What needs to be done:
Copy every one of the records below word for word, leaving out the pictures.

Records shown:

START

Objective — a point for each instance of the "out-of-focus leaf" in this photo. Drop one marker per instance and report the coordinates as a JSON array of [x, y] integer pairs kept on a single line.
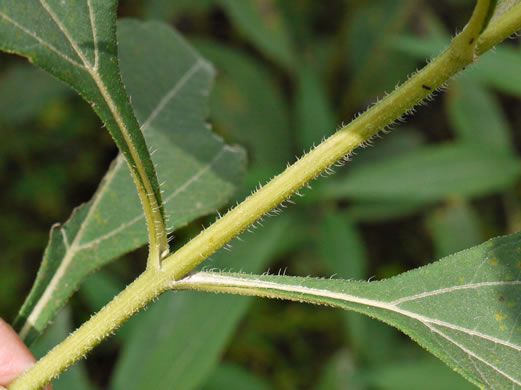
[[428, 174], [401, 141], [183, 335], [261, 23], [454, 227], [229, 376], [412, 375], [75, 377], [498, 69], [503, 6], [167, 9], [169, 83], [375, 68], [247, 106], [76, 42], [339, 373], [464, 309], [477, 117], [375, 211], [25, 90], [341, 248], [314, 116]]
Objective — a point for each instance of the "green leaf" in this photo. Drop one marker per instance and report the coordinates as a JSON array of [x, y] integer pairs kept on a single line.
[[169, 84], [412, 375], [464, 309], [368, 28], [16, 106], [428, 174], [498, 69], [261, 22], [168, 10], [248, 107], [454, 227], [228, 376], [76, 377], [477, 117], [76, 42], [183, 335]]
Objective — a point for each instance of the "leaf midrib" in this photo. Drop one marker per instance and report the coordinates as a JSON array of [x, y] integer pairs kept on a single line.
[[75, 246], [214, 281]]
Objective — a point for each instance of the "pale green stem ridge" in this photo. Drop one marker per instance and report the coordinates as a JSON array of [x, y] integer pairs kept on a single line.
[[153, 282], [152, 202]]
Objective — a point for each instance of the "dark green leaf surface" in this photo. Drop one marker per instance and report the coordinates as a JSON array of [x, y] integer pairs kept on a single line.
[[167, 9], [247, 106], [454, 227], [16, 106], [424, 374], [261, 22], [428, 174], [477, 117], [183, 335], [169, 84], [314, 116], [76, 377], [375, 68], [228, 376], [465, 309], [76, 42]]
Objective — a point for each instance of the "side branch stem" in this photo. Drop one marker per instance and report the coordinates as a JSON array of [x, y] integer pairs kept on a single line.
[[154, 281]]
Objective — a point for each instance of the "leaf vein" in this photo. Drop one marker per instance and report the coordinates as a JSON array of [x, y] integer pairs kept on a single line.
[[42, 42]]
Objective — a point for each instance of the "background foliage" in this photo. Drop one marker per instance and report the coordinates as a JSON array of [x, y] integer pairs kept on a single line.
[[287, 74]]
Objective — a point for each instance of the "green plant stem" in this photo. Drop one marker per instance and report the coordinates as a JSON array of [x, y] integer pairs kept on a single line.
[[136, 296], [153, 282]]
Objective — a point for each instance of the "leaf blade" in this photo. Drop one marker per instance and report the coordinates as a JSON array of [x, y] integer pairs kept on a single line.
[[95, 233], [480, 339], [77, 44]]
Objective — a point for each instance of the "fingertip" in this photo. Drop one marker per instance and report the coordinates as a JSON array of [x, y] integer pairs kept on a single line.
[[15, 357]]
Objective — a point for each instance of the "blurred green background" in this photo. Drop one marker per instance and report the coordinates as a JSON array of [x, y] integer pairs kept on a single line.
[[288, 73]]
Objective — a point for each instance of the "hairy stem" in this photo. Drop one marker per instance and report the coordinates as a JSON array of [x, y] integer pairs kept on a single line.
[[153, 282]]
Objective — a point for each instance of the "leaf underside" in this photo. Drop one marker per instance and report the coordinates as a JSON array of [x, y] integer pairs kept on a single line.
[[168, 83], [465, 309]]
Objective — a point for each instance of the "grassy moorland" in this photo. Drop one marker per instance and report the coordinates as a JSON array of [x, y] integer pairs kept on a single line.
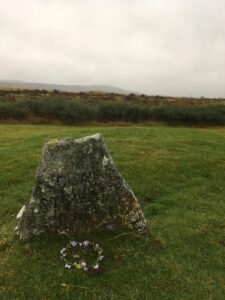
[[47, 107], [178, 174]]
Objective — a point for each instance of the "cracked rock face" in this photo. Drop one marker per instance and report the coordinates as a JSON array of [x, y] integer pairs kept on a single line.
[[78, 189]]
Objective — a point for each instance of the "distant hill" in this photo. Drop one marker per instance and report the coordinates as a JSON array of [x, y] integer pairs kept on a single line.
[[61, 87]]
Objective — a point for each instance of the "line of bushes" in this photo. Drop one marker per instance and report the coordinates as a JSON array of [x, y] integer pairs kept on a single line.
[[59, 109]]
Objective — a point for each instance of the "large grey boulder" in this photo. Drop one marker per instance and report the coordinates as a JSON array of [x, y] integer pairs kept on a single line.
[[78, 189]]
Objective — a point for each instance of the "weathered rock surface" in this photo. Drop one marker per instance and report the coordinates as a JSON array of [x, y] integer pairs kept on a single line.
[[78, 189]]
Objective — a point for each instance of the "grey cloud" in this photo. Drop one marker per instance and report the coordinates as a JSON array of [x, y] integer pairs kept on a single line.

END

Worked answer:
Objective — a point for each instance of the "out-of-focus leaf" in this photo. Drop one marker per instance and report the coordinates as a JSON array of [x, y] integer pairs kept on a single line.
[[428, 174], [401, 141], [183, 335], [261, 23], [454, 227], [229, 376], [412, 375], [75, 377], [498, 69], [503, 6], [167, 9], [169, 83], [375, 68], [247, 106], [76, 42], [339, 373], [464, 309], [477, 117], [375, 211], [25, 90], [341, 248], [314, 116]]
Objective — a point for each instance of the "green leaf" in this photo. Drop one marker per instance and report the coordinates as a JSON array of [x, y] integer pairs kept on a single line.
[[169, 84], [412, 375], [464, 309], [368, 28], [16, 106], [428, 174], [498, 69], [261, 22], [168, 10], [248, 107], [454, 227], [228, 376], [76, 377], [477, 117], [76, 42], [183, 335]]
Objective — a point for each instance of the "leaf midrib" in this photo. Drop one marker per instance and report the coordinates as a JSON array of [x, y] integer pairs kept on a single line.
[[75, 246], [214, 281]]
Objective — a point for each instance of the "pale green stem ridge" in this photo. Drop one marker per instance and report the coordinates as a JSON array of [x, y] integer pairs kept on a single line.
[[153, 282], [152, 202]]
Objective — a point for each instance of the "dark green leaf surface" in this photo. Drop one marker per instance and report the coordinates as a JSON array of [x, y] integer pairs kept on a single line.
[[167, 9], [247, 106], [454, 227], [16, 106], [424, 374], [261, 22], [428, 174], [477, 117], [183, 335], [169, 84], [314, 116], [76, 377], [375, 68], [228, 376], [465, 309], [76, 42]]
Objective — a point for each instance of the "side branch stem" in this photo. Drop one marker per instance and report the coordinates as a JSON array of [x, y] integer pairs kept on a single line.
[[154, 281]]
Objective — a point for each instance of the "leaf vein" in this photo. Drop one marker per instance and report the coordinates as a JSON array of [x, y] integer pairs kept on a single line.
[[42, 42]]
Objective — a point for each instance of the "background foliage" in this photo. Drop one marker per instance and report the coordinates as a JSON array of [x, y] integer pairs kept on a single line.
[[287, 74]]
Objective — a point for each instance of the "green plant stem" in this photo. Drop one marker per instance and report the coordinates as a JSON array of [x, y] integer pairs kept on a single line.
[[136, 296], [153, 282]]
Objective — a point for each instance of the "leaf blade" in this photo. Drop one marker per instance and report the coordinates as a JSON array of [x, y] integer pairs kept on a single line.
[[95, 233], [480, 339], [77, 44]]
Objective — a point for each instance of the "fingertip" in this photo. Drop one marker per instance and report the coordinates as a JSON array of [x, y] integer pairs kept on a single line.
[[15, 357]]
Objective — a point for each instance of the "blurred green background" in this photo. Drop one marker per instance and report the coordinates as a JSON array of [x, y] integer pairs kept on a single line.
[[288, 73]]
Objective — a point for each instance of the "hairy stem" in this photo. Drop one marker per instance and report the coordinates as a JSON array of [x, y] integer pairs kept on a single line.
[[153, 282]]
Objective — a point for each instance of the "leaf underside" in this photo. Drop one marker per instance and report the coordinates as a JSON array of [x, y] integer pairs kept on a single line.
[[168, 83], [465, 309]]
Objective — a point for each instance of the "grassy moorland" in this photo. Drop one marker per instance and report the coordinates as a JSON array of [x, y] integer pairs kept on a single line.
[[47, 107], [178, 174]]
Objective — a point for each instance of the "cracked rock face" in this photo. Drop one marker per instance and report the coordinates as a JSON array of [x, y] integer pairs kept on a single line.
[[78, 189]]
Objective — a point for each instance of the "distant hill" in this photo. Drop one marker per instance and report the coordinates as a JSON array of [x, y] integer pairs kept on a single line.
[[61, 87]]
Objective — a point for each instance of the "line of bushes" in this photo. Drop one marker per instance and report the coordinates as a JSON array of [x, y] integer pairs kept on a single line.
[[59, 109]]
Objective — a point for each instance of the "large grey boulder" in this photo. Drop one marker per instance and report the coordinates as a JSON array of [x, y] integer pairs kept on a single line.
[[78, 189]]
Objective — a point for each instance of the "weathered rock surface" in this photo. Drop one marker per instance and report the coordinates as a JSON array of [x, y] integer pairs kept on a single line.
[[78, 189]]
Objective — a point for each instance of the "grey cloud" in this photo. Drop one marker per instance and report the coordinates as a JSON array of [x, y] integer pairs kept on a single line.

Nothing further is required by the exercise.